#### DATA SHOWN ####

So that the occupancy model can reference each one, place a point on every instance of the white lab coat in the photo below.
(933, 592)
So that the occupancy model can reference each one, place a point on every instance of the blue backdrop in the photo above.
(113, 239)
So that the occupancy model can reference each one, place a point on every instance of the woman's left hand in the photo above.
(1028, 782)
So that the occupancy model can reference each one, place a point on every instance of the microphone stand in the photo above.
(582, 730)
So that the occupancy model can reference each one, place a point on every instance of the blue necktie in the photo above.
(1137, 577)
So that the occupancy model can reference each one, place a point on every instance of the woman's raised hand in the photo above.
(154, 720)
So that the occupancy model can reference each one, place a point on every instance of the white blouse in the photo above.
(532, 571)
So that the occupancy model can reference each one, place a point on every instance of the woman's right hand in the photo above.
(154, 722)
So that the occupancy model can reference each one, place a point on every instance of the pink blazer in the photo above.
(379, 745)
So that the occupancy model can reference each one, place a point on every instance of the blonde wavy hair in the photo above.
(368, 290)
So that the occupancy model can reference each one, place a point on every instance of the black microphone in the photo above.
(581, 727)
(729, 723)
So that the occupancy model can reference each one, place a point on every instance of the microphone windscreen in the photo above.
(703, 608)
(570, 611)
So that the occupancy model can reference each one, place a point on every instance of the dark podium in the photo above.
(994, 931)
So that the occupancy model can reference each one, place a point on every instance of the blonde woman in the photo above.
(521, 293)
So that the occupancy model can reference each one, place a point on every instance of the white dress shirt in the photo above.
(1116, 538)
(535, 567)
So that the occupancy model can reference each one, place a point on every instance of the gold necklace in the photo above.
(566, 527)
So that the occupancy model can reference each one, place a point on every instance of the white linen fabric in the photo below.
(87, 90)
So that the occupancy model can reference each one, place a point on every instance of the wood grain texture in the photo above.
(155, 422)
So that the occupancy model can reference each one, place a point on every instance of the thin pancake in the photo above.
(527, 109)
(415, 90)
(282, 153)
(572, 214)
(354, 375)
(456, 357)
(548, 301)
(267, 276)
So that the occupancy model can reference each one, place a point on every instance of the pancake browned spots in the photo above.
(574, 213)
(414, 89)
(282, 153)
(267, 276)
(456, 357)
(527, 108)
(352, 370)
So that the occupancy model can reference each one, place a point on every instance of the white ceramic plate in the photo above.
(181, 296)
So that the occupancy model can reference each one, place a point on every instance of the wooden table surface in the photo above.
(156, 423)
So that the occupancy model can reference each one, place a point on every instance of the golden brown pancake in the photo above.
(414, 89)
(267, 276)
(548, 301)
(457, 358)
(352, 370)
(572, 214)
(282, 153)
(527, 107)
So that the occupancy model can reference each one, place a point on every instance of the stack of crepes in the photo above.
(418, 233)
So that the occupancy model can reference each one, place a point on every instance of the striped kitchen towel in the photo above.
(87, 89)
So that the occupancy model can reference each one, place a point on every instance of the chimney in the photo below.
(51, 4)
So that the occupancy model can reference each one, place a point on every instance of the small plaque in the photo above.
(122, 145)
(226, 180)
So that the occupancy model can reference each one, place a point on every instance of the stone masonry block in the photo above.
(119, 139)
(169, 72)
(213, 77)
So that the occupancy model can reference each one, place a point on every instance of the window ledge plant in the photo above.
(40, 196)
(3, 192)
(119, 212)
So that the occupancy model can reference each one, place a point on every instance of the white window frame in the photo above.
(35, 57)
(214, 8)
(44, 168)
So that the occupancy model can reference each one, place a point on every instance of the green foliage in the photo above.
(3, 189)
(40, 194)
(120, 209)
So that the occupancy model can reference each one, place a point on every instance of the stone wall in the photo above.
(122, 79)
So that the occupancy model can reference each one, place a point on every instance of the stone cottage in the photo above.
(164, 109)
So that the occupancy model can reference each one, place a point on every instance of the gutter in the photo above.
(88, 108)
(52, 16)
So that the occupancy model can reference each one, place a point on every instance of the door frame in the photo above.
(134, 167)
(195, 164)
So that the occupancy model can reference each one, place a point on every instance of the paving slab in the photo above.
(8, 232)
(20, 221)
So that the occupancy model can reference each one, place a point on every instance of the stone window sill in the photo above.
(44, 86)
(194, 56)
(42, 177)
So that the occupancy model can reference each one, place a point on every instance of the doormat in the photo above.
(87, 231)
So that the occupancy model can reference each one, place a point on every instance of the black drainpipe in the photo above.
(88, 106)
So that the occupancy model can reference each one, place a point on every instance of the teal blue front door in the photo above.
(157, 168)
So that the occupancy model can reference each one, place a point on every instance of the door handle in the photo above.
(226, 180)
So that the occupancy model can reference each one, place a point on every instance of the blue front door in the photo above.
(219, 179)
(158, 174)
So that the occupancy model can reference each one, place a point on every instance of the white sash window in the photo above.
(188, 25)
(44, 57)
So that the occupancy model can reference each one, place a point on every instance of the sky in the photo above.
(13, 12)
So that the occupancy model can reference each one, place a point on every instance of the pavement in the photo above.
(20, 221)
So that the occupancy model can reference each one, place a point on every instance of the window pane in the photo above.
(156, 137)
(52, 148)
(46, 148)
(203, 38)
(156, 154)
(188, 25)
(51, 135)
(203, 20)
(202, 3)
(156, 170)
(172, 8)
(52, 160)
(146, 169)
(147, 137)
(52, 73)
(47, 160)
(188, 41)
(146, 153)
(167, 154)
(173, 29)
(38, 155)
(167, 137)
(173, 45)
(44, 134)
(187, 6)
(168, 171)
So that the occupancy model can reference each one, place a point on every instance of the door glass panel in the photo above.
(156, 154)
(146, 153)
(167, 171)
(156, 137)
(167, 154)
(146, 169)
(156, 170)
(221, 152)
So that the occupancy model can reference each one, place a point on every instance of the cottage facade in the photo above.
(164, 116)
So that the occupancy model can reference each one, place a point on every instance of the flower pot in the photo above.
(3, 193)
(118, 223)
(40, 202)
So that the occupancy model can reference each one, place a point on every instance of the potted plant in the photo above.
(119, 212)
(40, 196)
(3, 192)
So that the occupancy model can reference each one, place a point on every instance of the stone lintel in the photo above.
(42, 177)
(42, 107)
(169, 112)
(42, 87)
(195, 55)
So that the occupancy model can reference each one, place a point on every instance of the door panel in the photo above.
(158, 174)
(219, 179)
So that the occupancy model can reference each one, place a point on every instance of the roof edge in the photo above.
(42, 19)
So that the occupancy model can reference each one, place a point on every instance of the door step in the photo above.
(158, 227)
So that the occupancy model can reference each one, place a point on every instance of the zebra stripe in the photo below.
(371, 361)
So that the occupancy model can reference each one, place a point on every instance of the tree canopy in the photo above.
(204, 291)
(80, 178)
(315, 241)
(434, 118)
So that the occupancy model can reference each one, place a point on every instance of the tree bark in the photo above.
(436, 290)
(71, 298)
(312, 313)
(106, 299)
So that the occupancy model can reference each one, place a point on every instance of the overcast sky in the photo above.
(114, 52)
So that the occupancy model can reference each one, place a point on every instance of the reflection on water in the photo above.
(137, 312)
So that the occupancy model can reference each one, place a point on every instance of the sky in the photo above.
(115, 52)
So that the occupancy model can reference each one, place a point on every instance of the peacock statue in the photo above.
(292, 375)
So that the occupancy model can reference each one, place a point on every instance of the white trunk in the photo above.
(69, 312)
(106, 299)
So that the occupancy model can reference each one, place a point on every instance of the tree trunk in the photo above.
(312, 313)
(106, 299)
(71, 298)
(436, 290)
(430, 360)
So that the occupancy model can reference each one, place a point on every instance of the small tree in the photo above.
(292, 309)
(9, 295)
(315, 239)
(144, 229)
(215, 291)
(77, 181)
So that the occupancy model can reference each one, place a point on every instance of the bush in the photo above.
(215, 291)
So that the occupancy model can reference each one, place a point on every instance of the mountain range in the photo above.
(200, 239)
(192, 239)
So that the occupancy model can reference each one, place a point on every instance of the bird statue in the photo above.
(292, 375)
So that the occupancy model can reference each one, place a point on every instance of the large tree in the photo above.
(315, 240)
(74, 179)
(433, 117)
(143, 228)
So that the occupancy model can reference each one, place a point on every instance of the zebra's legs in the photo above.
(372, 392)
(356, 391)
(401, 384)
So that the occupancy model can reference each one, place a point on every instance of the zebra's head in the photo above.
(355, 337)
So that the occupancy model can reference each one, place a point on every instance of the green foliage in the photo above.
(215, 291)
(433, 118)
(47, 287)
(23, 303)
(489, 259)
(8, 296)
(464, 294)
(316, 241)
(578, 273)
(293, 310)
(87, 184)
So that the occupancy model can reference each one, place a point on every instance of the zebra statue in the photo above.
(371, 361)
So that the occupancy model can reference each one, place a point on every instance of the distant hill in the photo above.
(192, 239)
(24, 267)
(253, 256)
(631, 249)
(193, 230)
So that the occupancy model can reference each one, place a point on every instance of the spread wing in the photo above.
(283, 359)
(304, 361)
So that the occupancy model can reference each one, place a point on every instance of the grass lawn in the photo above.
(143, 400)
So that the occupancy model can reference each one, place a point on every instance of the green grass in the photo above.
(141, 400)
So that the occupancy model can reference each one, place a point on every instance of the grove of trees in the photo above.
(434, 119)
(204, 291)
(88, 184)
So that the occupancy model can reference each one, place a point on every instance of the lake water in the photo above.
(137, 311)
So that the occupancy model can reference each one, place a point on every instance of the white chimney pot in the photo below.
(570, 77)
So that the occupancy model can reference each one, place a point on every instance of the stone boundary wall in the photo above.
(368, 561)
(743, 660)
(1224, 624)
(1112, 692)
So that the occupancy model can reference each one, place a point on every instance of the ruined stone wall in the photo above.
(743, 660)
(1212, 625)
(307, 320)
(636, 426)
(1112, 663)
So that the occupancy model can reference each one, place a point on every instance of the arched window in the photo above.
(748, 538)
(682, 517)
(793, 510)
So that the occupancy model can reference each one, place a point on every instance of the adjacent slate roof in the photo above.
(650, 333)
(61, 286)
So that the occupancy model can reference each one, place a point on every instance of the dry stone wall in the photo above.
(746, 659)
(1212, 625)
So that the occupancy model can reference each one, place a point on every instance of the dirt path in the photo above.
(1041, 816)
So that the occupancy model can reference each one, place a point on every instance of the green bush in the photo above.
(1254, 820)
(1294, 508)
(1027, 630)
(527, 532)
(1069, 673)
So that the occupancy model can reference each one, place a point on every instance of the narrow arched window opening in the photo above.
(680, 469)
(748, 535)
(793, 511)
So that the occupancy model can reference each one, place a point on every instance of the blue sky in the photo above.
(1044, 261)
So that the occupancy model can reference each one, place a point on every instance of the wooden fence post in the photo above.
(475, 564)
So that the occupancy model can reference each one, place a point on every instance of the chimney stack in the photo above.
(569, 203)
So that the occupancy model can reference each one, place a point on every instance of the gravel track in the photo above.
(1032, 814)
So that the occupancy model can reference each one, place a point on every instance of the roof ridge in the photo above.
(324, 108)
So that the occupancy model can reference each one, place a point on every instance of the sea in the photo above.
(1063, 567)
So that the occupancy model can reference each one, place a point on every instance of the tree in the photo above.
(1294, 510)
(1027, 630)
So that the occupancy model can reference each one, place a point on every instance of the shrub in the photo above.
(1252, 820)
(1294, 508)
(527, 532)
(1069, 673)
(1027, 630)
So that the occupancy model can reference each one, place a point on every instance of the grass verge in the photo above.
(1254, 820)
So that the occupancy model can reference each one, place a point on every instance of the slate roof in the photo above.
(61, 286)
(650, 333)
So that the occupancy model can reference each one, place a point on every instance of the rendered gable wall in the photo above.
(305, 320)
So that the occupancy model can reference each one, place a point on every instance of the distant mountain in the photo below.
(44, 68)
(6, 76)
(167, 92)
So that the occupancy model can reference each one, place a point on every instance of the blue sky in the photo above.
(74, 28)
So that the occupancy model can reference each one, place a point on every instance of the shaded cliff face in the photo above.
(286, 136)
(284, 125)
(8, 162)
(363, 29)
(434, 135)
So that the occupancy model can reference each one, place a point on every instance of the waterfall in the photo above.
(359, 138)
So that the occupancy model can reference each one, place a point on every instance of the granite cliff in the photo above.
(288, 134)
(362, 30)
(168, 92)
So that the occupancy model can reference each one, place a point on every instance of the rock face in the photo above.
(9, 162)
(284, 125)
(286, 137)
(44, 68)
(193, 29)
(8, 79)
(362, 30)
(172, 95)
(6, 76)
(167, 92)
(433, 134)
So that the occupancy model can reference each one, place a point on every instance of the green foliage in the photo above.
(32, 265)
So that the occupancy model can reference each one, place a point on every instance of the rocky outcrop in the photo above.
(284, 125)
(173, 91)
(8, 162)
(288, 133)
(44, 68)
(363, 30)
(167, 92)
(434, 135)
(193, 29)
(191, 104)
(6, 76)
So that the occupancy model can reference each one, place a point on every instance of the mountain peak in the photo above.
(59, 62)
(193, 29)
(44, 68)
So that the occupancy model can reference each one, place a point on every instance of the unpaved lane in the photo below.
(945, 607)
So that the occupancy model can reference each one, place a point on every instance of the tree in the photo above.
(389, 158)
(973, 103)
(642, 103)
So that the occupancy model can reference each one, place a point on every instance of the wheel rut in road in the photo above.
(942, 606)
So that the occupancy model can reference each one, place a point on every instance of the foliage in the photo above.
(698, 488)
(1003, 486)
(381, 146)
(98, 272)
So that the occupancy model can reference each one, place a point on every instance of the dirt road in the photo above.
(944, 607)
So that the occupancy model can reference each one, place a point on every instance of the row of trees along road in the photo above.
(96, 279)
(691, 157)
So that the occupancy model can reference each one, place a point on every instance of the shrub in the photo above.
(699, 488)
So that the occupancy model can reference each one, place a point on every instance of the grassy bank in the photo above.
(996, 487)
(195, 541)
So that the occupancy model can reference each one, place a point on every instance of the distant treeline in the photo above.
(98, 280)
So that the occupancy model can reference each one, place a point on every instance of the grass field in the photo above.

####

ABOUT THIS TASK: Repeat exactly the lines from the line containing "bank in the photo above." through the end of the listing above; both boundary lines are part of the output.

EXERCISE RESULT:
So that the occupancy model can reference each one, place a point on every instance of the grassy bank in the photo above.
(996, 487)
(195, 541)
So that the occupancy model can reference each one, place a point on every instance of the distant treeline in the photo above.
(98, 280)
So that the occupancy model can reference each one, place a point on every instance of the grass field in the photo above.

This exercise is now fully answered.